De propagadores a protagonistas de escândalos. Acostumados à condição de vetor de notícias sensacionalistas, tabloides ingleses estão sendo acusados de instalar grampos ilegais, invadir a privacidade e contratar detetives para obter informações sigilosas. Na última semana, jornalistas foram presos e um dos mais tradicionais jornais britânicos, o News of the World, colocou o ponto final em seus 168 anos de história. De acordo com a Justiça, durante anos, funcionários do Sunday Times, The Sun e News of the World, jornais que pertencem ao grupo News International, do magnata da comunicação Rupert Murdoch, agiram de forma ilegal para conseguir informações.
Entre as mais de três mil vítimas das escutas ilegais, estão o ex-primeiro ministro britânico Gordon Brown, que classificou de “repugnante” os métodos utilizados pelos tabloides, famílias de soldados enviados ao Iraque e ao Afeganistão, de adolescentes seqüestrados e celebridades. As primeiras informações sobre a conduta inadequada dos tabloides veio à tona em 2006. Nesta época, tanto a polícia quanto o órgão de autorregulação da imprensa britânica, o Comitê de Queixas Contra a Imprensa (PCC, na sigla em inglês), decidiram encerrar as investigações. Com base em uma série de denúncias, em janeiro de 2011, a Scotland Yard, a polícia metropolitana de Londres, iniciou uma nova investigação. Quatro meses depois, o News of the World admitiu ter interceptado mensagens telefônicas.
Conduta criminosa
Foi a partir da investigação feita por um jornal concorrente do grupo de Murdoch, o Guardian, que o assunto ganhou contornos ainda mais graves. No início do mês, o News of the World foi acusado de atrapalhar as investigações do desaparecimento de uma adolescente com a invasão do correio de voz da garota. O escândalo respingou no primeiro-ministro David Cameron, que havia nomeado Andy Coulson, ex-editor do tabloide dominical, como porta-voz do governo. O jornalista chegou a ser preso, mas foi solto horas depois. Cameron prometeu acompanhar as investigações. O Observatório da Imprensa exibido ao vivo na terça-feira [12/7] discutiu a crise que atinge os tabloides no Reino Unido.

- [MATERIAL FORNECIDO]
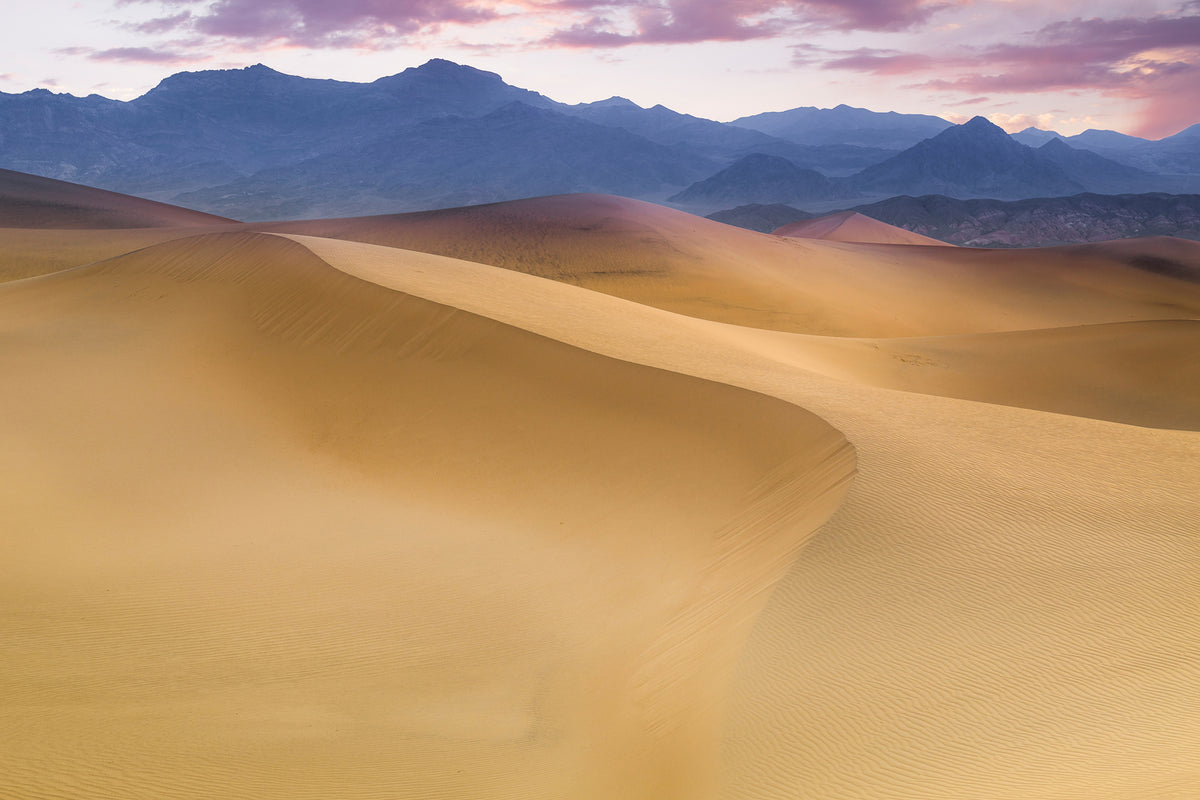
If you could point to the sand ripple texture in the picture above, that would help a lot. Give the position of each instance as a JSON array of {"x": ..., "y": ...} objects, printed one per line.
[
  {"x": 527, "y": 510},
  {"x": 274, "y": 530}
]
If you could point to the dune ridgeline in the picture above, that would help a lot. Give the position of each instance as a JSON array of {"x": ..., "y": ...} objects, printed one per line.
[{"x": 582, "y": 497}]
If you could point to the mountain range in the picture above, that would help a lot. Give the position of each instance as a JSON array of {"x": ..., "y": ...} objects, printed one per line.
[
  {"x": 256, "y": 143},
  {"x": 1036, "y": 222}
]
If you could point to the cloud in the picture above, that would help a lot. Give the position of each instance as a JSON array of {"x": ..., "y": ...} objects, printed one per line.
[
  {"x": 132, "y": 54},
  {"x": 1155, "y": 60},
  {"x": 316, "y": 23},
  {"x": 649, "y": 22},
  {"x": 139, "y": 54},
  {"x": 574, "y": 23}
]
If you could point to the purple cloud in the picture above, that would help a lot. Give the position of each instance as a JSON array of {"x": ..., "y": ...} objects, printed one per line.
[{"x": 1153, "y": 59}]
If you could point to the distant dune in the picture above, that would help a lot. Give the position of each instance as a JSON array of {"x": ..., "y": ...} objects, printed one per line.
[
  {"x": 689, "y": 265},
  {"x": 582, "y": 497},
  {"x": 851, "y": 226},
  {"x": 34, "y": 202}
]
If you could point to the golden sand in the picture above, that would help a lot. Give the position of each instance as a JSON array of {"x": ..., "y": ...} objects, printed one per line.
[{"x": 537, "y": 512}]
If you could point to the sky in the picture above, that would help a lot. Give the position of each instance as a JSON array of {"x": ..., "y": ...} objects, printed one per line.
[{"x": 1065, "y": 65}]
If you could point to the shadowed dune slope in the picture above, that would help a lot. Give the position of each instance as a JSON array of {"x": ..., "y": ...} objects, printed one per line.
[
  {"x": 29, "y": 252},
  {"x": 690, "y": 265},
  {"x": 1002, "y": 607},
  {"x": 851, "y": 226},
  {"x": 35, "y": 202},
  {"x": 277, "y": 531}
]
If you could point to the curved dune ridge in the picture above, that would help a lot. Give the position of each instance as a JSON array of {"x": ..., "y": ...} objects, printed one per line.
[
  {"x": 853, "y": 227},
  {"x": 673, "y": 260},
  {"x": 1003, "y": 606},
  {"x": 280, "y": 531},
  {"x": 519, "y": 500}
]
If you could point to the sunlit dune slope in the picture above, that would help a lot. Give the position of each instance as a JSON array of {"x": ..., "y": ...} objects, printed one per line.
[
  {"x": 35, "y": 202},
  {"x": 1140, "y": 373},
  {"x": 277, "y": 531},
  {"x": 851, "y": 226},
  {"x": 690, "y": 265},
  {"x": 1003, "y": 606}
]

--

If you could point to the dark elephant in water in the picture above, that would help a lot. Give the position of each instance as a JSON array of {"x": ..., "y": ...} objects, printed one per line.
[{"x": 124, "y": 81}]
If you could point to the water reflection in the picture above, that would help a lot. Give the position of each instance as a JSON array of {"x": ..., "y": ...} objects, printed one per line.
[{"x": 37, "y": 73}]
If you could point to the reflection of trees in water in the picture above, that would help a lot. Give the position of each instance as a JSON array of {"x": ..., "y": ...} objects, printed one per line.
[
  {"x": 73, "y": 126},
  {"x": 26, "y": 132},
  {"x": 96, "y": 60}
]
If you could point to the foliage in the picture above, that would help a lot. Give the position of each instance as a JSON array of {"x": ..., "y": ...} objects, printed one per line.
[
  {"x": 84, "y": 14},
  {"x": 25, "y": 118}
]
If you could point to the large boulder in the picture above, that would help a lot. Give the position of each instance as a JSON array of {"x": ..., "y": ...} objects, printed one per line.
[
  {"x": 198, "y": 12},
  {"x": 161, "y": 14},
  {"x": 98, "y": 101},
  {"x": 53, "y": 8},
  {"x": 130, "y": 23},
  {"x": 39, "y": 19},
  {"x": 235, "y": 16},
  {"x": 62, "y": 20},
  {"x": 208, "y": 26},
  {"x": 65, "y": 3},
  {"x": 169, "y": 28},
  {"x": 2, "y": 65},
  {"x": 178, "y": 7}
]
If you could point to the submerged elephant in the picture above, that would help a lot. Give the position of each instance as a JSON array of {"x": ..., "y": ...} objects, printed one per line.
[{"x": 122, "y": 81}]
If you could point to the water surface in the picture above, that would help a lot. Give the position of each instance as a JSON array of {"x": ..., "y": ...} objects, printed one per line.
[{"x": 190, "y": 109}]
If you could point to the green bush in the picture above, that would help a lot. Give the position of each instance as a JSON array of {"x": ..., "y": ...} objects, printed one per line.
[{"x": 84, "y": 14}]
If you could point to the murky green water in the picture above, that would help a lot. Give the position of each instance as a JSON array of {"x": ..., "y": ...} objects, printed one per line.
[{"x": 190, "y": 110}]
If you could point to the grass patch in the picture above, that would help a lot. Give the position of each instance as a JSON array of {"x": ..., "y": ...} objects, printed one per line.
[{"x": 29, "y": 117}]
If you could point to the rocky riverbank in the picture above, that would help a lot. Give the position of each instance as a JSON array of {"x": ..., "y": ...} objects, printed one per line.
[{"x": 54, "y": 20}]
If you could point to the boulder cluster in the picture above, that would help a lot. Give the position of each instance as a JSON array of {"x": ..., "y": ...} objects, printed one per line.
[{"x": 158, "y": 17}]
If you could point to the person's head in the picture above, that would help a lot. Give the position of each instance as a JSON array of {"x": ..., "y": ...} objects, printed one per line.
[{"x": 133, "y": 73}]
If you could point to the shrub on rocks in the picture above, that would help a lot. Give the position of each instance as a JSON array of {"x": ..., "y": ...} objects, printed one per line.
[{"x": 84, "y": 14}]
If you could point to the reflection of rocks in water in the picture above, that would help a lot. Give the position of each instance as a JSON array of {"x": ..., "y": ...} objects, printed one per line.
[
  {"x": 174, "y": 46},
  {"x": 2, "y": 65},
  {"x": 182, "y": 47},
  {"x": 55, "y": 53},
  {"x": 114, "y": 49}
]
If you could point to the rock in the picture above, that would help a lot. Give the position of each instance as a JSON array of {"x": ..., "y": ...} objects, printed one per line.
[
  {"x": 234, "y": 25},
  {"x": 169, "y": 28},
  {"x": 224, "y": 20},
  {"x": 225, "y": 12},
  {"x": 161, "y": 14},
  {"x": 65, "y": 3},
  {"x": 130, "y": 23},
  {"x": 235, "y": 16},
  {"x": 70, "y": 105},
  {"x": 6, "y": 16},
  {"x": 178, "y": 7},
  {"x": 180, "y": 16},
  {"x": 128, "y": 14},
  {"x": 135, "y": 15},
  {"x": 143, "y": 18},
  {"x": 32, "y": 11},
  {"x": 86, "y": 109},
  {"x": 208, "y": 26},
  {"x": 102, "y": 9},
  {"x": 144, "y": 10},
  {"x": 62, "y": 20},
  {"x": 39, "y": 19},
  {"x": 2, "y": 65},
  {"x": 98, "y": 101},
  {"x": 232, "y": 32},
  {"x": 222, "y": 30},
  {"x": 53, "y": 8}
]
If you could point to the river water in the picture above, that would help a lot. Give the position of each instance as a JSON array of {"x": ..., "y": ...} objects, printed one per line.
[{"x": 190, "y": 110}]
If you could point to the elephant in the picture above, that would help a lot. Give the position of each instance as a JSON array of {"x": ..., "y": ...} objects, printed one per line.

- [TAREFAS DO EXERCÍCIO]
[A] Extraia do texto sobre o escândalo dos tabloides britânicos o trecho que vai de "Entre as mais" até "interceptado mensagens telefônicas.", inclusive.
[B] Relacione todas as pessoas mencionadas pelo nome no texto sobre o escândalo dos tabloides britânicos.

- [EXERCÍCIO RESOLVIDO]
[A]
Entre as mais de três mil vítimas das escutas ilegais, estão o ex-primeiro ministro britânico Gordon Brown, que classificou de “repugnante” os métodos utilizados pelos tabloides, famílias de soldados enviados ao Iraque e ao Afeganistão, de adolescentes seqüestrados e celebridades. As primeiras informações sobre a conduta inadequada dos tabloides veio à tona em 2006. Nesta época, tanto a polícia quanto o órgão de autorregulação da imprensa britânica, o Comitê de Queixas Contra a Imprensa (PCC, na sigla em inglês), decidiram encerrar as investigações. Com base em uma série de denúncias, em janeiro de 2011, a Scotland Yard, a polícia metropolitana de Londres, iniciou uma nova investigação. Quatro meses depois, o News of the World admitiu ter interceptado mensagens telefônicas.

[B]
Rupert Murdoch
Gordon Brown
David Cameron
Andy Coulson